== Work to do ==
Please format every line of the records below as a JSON list of strings, one string per line, skipping blank lines and leaving the pictures out.

== Listed records ==
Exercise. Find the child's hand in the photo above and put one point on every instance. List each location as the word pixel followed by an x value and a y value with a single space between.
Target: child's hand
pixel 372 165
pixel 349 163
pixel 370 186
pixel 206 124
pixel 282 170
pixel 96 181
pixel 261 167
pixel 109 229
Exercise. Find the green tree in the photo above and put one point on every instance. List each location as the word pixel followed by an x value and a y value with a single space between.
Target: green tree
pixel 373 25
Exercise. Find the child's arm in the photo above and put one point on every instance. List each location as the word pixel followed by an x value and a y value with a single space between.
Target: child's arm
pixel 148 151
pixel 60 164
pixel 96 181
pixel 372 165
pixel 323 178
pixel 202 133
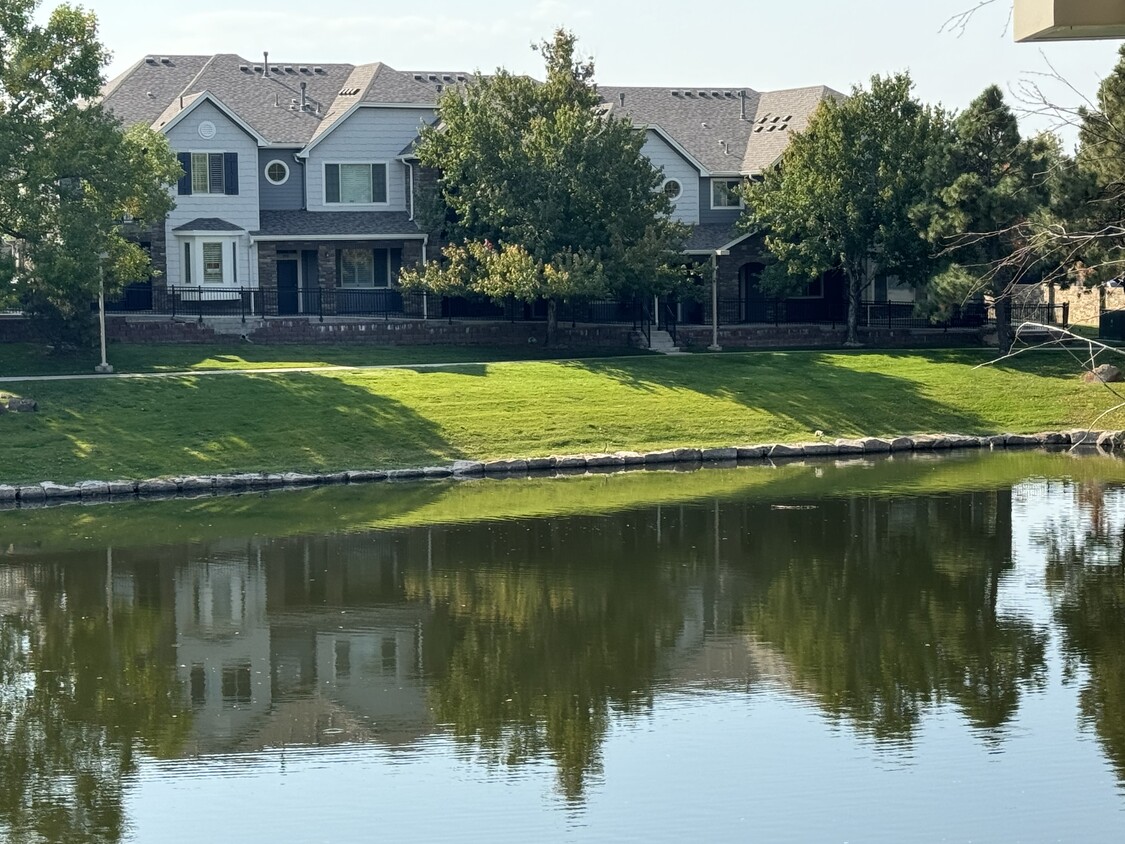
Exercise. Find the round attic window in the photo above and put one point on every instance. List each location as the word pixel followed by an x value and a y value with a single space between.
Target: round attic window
pixel 277 172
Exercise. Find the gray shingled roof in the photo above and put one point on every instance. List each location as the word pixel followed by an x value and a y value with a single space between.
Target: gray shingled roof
pixel 709 236
pixel 208 224
pixel 305 224
pixel 141 93
pixel 708 122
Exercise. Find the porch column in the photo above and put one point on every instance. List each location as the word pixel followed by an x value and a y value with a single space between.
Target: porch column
pixel 714 304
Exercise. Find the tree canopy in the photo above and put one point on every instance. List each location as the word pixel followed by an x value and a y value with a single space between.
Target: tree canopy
pixel 996 182
pixel 843 190
pixel 543 194
pixel 71 172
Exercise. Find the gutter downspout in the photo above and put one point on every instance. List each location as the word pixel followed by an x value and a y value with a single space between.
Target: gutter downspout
pixel 714 301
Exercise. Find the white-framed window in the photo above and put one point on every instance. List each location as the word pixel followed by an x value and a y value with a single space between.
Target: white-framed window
pixel 348 183
pixel 213 262
pixel 277 172
pixel 209 261
pixel 363 267
pixel 725 194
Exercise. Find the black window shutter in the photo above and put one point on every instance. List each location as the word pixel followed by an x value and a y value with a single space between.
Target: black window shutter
pixel 396 265
pixel 378 182
pixel 216 172
pixel 231 165
pixel 185 187
pixel 381 278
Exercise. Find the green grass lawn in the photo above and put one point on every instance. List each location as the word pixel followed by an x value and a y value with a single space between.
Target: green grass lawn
pixel 35 359
pixel 338 420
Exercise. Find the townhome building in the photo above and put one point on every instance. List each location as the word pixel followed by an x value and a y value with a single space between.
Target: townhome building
pixel 302 187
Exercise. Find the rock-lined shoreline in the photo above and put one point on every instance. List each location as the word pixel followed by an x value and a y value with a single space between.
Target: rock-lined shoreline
pixel 48 492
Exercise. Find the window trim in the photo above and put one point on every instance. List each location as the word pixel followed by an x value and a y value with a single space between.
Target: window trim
pixel 741 203
pixel 369 162
pixel 208 153
pixel 370 252
pixel 284 179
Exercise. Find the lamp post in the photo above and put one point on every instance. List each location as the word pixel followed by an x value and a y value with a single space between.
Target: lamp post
pixel 104 367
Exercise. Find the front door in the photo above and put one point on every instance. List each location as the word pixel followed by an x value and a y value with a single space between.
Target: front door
pixel 287 287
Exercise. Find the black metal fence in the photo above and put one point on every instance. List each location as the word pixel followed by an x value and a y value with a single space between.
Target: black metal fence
pixel 200 303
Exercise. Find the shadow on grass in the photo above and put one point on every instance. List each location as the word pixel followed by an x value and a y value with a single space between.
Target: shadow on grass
pixel 811 391
pixel 189 425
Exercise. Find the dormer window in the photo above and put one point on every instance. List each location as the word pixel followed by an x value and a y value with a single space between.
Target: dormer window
pixel 725 194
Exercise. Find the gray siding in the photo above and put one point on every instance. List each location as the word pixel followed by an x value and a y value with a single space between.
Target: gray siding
pixel 241 209
pixel 674 165
pixel 707 215
pixel 369 135
pixel 280 197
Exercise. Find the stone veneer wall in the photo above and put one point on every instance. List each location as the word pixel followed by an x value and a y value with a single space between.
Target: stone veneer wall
pixel 1083 303
pixel 695 338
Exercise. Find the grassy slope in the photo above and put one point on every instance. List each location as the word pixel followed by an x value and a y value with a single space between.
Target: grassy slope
pixel 376 506
pixel 34 359
pixel 331 421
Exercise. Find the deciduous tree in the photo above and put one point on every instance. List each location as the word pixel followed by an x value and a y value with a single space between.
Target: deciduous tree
pixel 69 171
pixel 548 196
pixel 842 194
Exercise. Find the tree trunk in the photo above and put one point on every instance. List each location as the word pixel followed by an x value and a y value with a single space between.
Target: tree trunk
pixel 552 321
pixel 854 290
pixel 1004 337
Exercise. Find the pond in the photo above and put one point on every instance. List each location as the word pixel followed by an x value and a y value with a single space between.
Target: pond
pixel 900 649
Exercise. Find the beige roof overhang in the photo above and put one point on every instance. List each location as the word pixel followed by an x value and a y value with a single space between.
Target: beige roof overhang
pixel 1036 20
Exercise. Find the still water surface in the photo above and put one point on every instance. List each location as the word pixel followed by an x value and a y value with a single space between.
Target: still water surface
pixel 901 651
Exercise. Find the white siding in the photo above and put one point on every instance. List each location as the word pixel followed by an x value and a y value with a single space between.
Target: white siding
pixel 663 155
pixel 368 135
pixel 241 209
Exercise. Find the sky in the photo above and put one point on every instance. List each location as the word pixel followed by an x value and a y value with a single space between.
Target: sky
pixel 759 44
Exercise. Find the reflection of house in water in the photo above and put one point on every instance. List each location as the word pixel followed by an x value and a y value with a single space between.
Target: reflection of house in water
pixel 296 642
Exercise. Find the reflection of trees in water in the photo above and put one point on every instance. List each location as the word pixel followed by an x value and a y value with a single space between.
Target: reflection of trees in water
pixel 885 607
pixel 83 684
pixel 529 653
pixel 1085 542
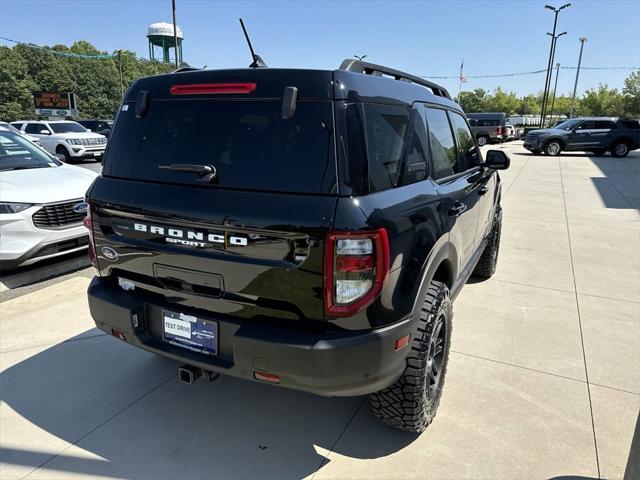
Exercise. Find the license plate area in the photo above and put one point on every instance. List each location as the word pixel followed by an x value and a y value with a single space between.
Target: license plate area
pixel 190 332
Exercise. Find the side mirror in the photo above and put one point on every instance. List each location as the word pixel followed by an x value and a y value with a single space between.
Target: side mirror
pixel 496 160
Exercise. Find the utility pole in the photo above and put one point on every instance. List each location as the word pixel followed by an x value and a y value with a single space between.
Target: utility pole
pixel 555 87
pixel 120 68
pixel 547 81
pixel 175 32
pixel 575 85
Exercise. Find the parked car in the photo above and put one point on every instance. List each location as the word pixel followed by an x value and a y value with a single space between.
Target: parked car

== Answer in full ==
[
  "Exercise. Find the child's hand in the photo above and put one point on every instance. List each location as the word pixel followed by an x value and a y value with a single space between.",
  "Target: child's hand",
  "pixel 372 165",
  "pixel 349 163",
  "pixel 370 186",
  "pixel 206 124",
  "pixel 282 170",
  "pixel 96 181",
  "pixel 261 167",
  "pixel 109 229",
  "Exercise. Find the green tree in the photo above and put one point on every instance. List each location as the word pixel followed by an x value and a y value with a single space between.",
  "Target: green tree",
  "pixel 373 25",
  "Exercise. Find the child's arm in the photo above and put one point on every instance. List each location as the word pixel followed by an x value and a y value with a single space between.",
  "Target: child's arm",
  "pixel 148 151",
  "pixel 60 164",
  "pixel 96 181",
  "pixel 372 165",
  "pixel 323 178",
  "pixel 202 133",
  "Exercise. Find the round attic window in the photo above and put one point on every instance. List each location as the word pixel followed by an x value and a y value with a single space between.",
  "Target: round attic window",
  "pixel 277 172",
  "Exercise. Find the gray shingled roof in the photo above and put one point on every instance. List each location as the word pixel followed by an x value and a y value with a single space between.",
  "Target: gray shingled roof",
  "pixel 709 236",
  "pixel 208 224",
  "pixel 305 224",
  "pixel 141 93",
  "pixel 708 122",
  "Exercise. Find the porch column in the photo above and put one point on every instance. List each location as the word pixel followed by an x value and a y value with a single space between.",
  "Target: porch column",
  "pixel 714 304",
  "Exercise. Find the tree canopy in the photo above and put one point on every instance. List each location as the word pixel followed by an x value and a y value with a single space between.",
  "Target: tree canopy",
  "pixel 996 182",
  "pixel 843 190",
  "pixel 543 194",
  "pixel 71 172",
  "Exercise. Find the gutter downspout in the photo above and put one point on every instance. List each location as the word pixel followed by an x value and a y value with a single space between.",
  "Target: gutter downspout",
  "pixel 714 301",
  "Exercise. Find the white-framed window in the photo above and put one point on every instance. List each location as the word pixel followed by an x value and a y value with a single space between.",
  "Target: white-framed window",
  "pixel 348 183",
  "pixel 213 262",
  "pixel 277 172",
  "pixel 209 261",
  "pixel 363 267",
  "pixel 725 194",
  "Exercise. Find the black window shutter in the photo above and put one point on every instance. List each location as the word pixel followed by an x value and a y value with a single space between.",
  "Target: black window shutter",
  "pixel 396 265",
  "pixel 378 182",
  "pixel 216 172",
  "pixel 231 165",
  "pixel 185 187",
  "pixel 381 278",
  "Exercise. Find the green grass lawn in the photo above and put one point on every instance. List each location as the word pixel followed by an x value and a y value with a single space between.",
  "Target: green grass lawn",
  "pixel 35 359",
  "pixel 338 420",
  "Exercise. Find the townhome building in the photo above and put one point on every instance. List each location as the word pixel followed by an x value and a y value with a single space between.",
  "Target: townhome building",
  "pixel 302 187",
  "Exercise. Find the rock-lined shoreline in the photo above and put one point on every instance. List each location as the word pixel followed by an x value and a y value with a single space between.",
  "Target: rock-lined shoreline",
  "pixel 48 492",
  "Exercise. Find the window trim in the photo above and put one point on every instance. List each location as the word pixel followed by an x value and a y value with a single space between.",
  "Target: window trim",
  "pixel 741 203",
  "pixel 369 162",
  "pixel 208 153",
  "pixel 370 252",
  "pixel 284 179",
  "Exercise. Find the lamp post in the photo above and put one point on every instance. List each location as the word pixel followed by an x value and a y value with a single space between.",
  "Target: lamp post",
  "pixel 104 367",
  "Exercise. Find the front door in the photo above and put one point on every instance. List each location as the word pixel followed by an x value and a y value with a single space between.",
  "Target: front door",
  "pixel 287 287",
  "Exercise. Find the black metal fence in the photo above and put one point on every instance. List each location as the word pixel followed by an x value and a y value with a single space between.",
  "Target: black metal fence",
  "pixel 200 303",
  "Exercise. Find the shadow on grass in the photo above and put one point on every instance. List each location as the word pixel followed by an x value and a y value with a single space between.",
  "Target: shadow on grass",
  "pixel 811 391",
  "pixel 189 425",
  "Exercise. Find the dormer window in the photo above and put one point on every instance. List each location as the word pixel followed by an x value and a y value with a single space between.",
  "Target: dormer window",
  "pixel 725 194",
  "Exercise. Find the gray siding in the photo above and put one point on every instance. List each location as the word pixel followed by an x value and a y value with a single space between.",
  "Target: gray siding",
  "pixel 241 209",
  "pixel 674 165",
  "pixel 707 215",
  "pixel 369 135",
  "pixel 280 197",
  "Exercise. Find the stone veneer wall in the photo above and put one point on every instance. List each location as the word pixel followed by an x value and a y value with a single space between.",
  "Target: stone veneer wall",
  "pixel 1083 303",
  "pixel 695 338",
  "Exercise. Find the grassy slope in the photo above and put one point on every instance. List each location as the word pixel followed by an x value and a y value with a single space between.",
  "Target: grassy slope",
  "pixel 376 506",
  "pixel 34 359",
  "pixel 331 421",
  "Exercise. Find the deciduous tree in the photo above and put one point on every instance. List each location as the word pixel followed by an x value and a y value with a single space between.",
  "Target: deciduous tree",
  "pixel 69 171",
  "pixel 548 196",
  "pixel 842 194",
  "Exercise. Find the tree trunk in the photo above and put one point on every instance. List each location as the word pixel followed by an x value and a y value with a single space between.",
  "Target: tree trunk",
  "pixel 552 321",
  "pixel 854 290",
  "pixel 1004 337",
  "Exercise. Find the pond in the photo above and put one point on every instance. List each location as the word pixel followed by an x value and a y value with a single space between.",
  "Target: pond",
  "pixel 900 649",
  "Exercise. Find the beige roof overhang in the photo above and put one point on every instance. List each location as the word pixel followed by an x value and a y value with a single space between.",
  "Target: beige roof overhang",
  "pixel 1036 20",
  "Exercise. Find the still water surface in the photo above and put one point on every instance. List each location as the word pixel followed by an x value and a y value with a single space between.",
  "Target: still water surface",
  "pixel 901 651",
  "Exercise. Find the white siding in the photo above and put one point on every instance. List each location as the word pixel followed by an x value and a y value with a single space between.",
  "Target: white siding",
  "pixel 663 155",
  "pixel 368 135",
  "pixel 241 209",
  "Exercise. Find the sky in the photo above and put one point on every instance. List each location as the word pixel followed by an x value and a y value with a single space between.",
  "Target: sky",
  "pixel 759 44",
  "Exercise. Find the reflection of house in water in the photo above and put one point on every instance. List each location as the word pixel followed by an x value and a y value with a single space between.",
  "Target: reflection of house in water",
  "pixel 296 642",
  "Exercise. Find the reflection of trees in water in the photo above and put one point on every instance. List each location as the word pixel followed by an x value and a y value with a single space between.",
  "Target: reflection of trees in water",
  "pixel 885 607",
  "pixel 83 684",
  "pixel 529 653",
  "pixel 1085 542",
  "Exercise. Find the license plate area in the photo above and put one point on every instance. List each location as the word pixel followed by an x value and a y value with a single space between.",
  "Target: license plate area",
  "pixel 190 332",
  "Exercise. Find the side mirror in the photo above and put one point on every instance. List each location as the word pixel followed by an x value and a y value with a single space between.",
  "Target: side mirror",
  "pixel 496 160",
  "Exercise. Find the utility pole in the photo above and put one point on every instance. List each location as the word pixel followed by an x value and a y value with a single space between.",
  "Target: utility pole",
  "pixel 555 87",
  "pixel 120 68",
  "pixel 547 81",
  "pixel 175 32",
  "pixel 575 85",
  "Exercise. Find the parked car in the photo above and put one point on every instance. List each location as the word pixel followed by an x value and a y value with a single space between.",
  "Target: parked car"
]